**Goal of the exercise:** Leave every picture out and return the rest of the listing verbatim.

══════

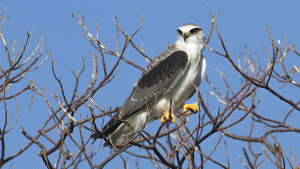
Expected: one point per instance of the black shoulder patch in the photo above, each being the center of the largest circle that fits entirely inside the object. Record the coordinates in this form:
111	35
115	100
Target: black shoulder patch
167	68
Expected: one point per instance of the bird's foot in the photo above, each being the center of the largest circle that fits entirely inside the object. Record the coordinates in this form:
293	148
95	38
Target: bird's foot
168	117
190	107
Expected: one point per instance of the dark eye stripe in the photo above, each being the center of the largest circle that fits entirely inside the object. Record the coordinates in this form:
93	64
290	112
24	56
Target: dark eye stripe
195	30
179	32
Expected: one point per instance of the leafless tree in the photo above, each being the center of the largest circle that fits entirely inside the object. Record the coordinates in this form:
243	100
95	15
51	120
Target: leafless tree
64	134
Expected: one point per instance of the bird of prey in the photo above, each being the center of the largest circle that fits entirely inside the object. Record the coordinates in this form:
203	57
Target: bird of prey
171	75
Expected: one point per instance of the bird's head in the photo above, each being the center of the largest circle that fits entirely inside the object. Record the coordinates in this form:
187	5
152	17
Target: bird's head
190	33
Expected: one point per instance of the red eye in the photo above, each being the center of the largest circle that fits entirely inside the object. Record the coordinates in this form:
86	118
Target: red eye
194	31
179	32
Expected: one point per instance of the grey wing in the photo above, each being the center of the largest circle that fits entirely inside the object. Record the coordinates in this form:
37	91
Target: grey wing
163	71
155	81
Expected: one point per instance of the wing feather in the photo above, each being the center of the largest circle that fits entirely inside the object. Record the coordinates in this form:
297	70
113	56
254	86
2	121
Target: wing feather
165	70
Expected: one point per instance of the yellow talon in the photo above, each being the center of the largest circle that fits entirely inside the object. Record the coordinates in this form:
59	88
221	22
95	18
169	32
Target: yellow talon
192	107
167	117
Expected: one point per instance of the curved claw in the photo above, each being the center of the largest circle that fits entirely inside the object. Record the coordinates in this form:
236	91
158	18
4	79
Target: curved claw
168	117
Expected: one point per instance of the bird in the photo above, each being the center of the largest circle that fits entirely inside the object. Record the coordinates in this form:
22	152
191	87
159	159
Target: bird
166	83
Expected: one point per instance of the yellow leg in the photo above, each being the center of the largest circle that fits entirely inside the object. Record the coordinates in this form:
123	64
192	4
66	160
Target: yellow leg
192	107
167	117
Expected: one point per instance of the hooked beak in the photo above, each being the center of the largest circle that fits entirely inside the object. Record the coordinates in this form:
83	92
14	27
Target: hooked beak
185	36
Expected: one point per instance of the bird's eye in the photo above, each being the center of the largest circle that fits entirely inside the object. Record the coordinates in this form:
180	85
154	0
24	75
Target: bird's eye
179	32
195	31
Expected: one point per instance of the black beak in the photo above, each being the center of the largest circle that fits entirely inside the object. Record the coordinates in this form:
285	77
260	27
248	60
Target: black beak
185	36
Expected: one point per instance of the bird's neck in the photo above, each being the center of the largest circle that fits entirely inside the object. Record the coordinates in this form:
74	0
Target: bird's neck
194	49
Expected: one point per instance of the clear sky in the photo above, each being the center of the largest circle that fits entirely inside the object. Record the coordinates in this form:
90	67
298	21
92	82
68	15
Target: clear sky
240	22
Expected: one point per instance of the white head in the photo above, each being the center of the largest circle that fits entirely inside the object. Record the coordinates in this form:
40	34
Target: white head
190	34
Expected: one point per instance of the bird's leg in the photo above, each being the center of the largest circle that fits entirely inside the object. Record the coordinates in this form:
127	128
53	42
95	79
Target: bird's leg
190	107
168	117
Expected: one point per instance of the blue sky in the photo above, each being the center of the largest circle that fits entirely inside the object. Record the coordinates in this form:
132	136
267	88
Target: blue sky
240	22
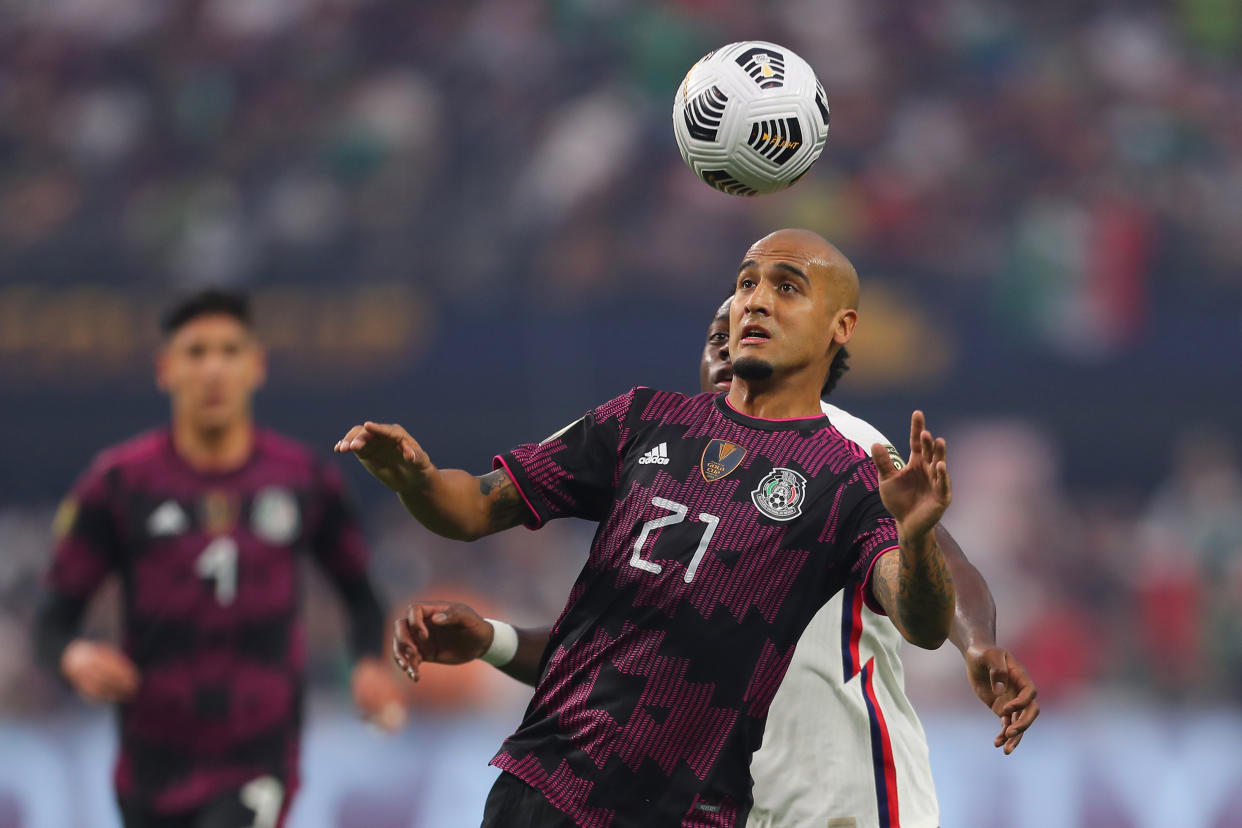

══════

**Task solution:**
Expected: one point per instance of the black shoulder patch in the photo above, each being the center of the largest circle that fits entirely inside the object. Record the coordinates in this form:
111	35
115	100
Target: black shoulder patch
167	68
Expected: one point per instance of the bird's foot in the photo above, each being the center of the largest circle that fits entirely inside the object. Record the coordinates in this form:
293	148
95	38
Target: bird's foot
168	117
190	107
Expected: one point per instance of the dark eye stripe in the photo above, each being the center of the largest circle that fits entirely inside the object. Record the coordinates in this form:
93	64
290	112
24	56
Target: dark eye stripe
195	30
179	32
Expected: one point per instance of the leafless tree in the photo above, each being the center of the largest circle that fits entirely inside the object. Record the coordinates in this form:
243	100
95	15
51	120
Target: leafless tree
64	134
Expected: one point per instance of the bird of prey in the photo above, each being the center of the largest circle that fits entirely inside the object. Record the coordinates in this form:
203	57
Target: bird of prey
171	75
Expected: one point per instance of the bird's head in the photo above, each being the center of the largest circle that fits entirely inside the object. Record the coordinates in this form:
187	5
152	17
Target: bird's head
190	33
Expected: one point per instance of the red eye in the photo above, each being the center of the largest circle that fits entirely inside the object. Record the coordinates in this form:
86	118
Target: red eye
194	31
179	32
Expected: one point per instance of the grey wing in the photo above, each being the center of the largest circle that fits entirely inside the object. Record the coordinates in this form:
37	91
Target: grey wing
163	71
155	81
Expected: one point per instance of the wing feather in the photo above, each being the center of the largest circle that fits entirely inside the object. Record the coordinates in this form:
297	70
113	56
254	86
2	121
Target: wing feather
165	70
Expected: one point per instance of the yellow talon in the photo above, each being the center of the largest circle that fits entirely inside the object. Record the coordinates in this form:
59	88
221	22
95	18
169	32
Target: yellow talon
192	107
167	117
Expected: one point per instance of the curved claw in the photo above, each being the center of the largest circle that fits entirely inside the object. Record the coordinates in this form:
236	91
158	18
4	79
Target: curved claw
168	117
Expected: one point per instance of the bird in the photo above, each being the center of the largest circle that fits entirely inside the object. Record the coordinates in this form:
22	152
191	87
159	159
Target: bird
166	83
Expected: one point per instance of the yellow leg in the photo above, each being the center of the largest circle that fits entirely inside the object. Record the coordinates in this form:
123	64
192	4
66	160
Target: yellow leg
192	107
167	117
Expected: one point per instance of the hooked beak in the photo above, each being the center of the largest circle that fits entirely inside the object. Record the coordinates in this form:
83	92
14	27
Target: hooked beak
185	36
Expected: one point per instance of the bird's eye in the photo above, each being the center of the largest circle that fits entirely inside the object. Record the coordinates in this form:
180	85
154	0
24	75
Target: bird's eye
179	32
195	31
Expected: one point per instance of the black beak in the photo above, each being the center of the largest circle that fits entirely inside the object. Record the coordinates in this form:
285	77
260	27
248	60
Target: black beak
185	36
Expected: one point per instance of the bird's neck in the photo above, each being the center of the largest circle that fits entirely inside the object. Record the coordinates in this form:
74	0
Target: bird's neck
194	49
Expected: one point per instance of the clear sky in the photo above, each being the center of the largest circle that fits entirely inside the object. Record the coordinates in this form:
90	67
298	21
92	82
68	15
Target: clear sky
240	22
Expected: one point per instance of the white head in the photo above, each being the center of the largest circle that fits entirely inside the object. Record the coordinates in this form:
40	34
Target: white head
190	34
Expected: one point per instance of the bird's leg in the photo above, each being the center of the largest circle that fits entirely inside the object. Record the coordinates in this form:
127	128
53	42
95	79
Target: bird's leg
190	107
168	117
Expected: one point per instance of the blue sky in the photo above, each being the center of the largest circle that fits entirely inside the object. Record the coordinates in this form:
132	136
267	88
Target: blue sky
240	22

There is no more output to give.